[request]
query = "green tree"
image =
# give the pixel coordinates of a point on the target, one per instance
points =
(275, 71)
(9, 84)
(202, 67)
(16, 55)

------------------------------

### GOAL OF THE EXERCISE
Please transcribe all of the records, keeping every line exactly as it is.

### SOLUTION TO THIS EXERCISE
[request]
query = "green tree"
image =
# give the pixel coordinates of a point on the target, one per instance
points =
(275, 71)
(9, 84)
(202, 67)
(16, 55)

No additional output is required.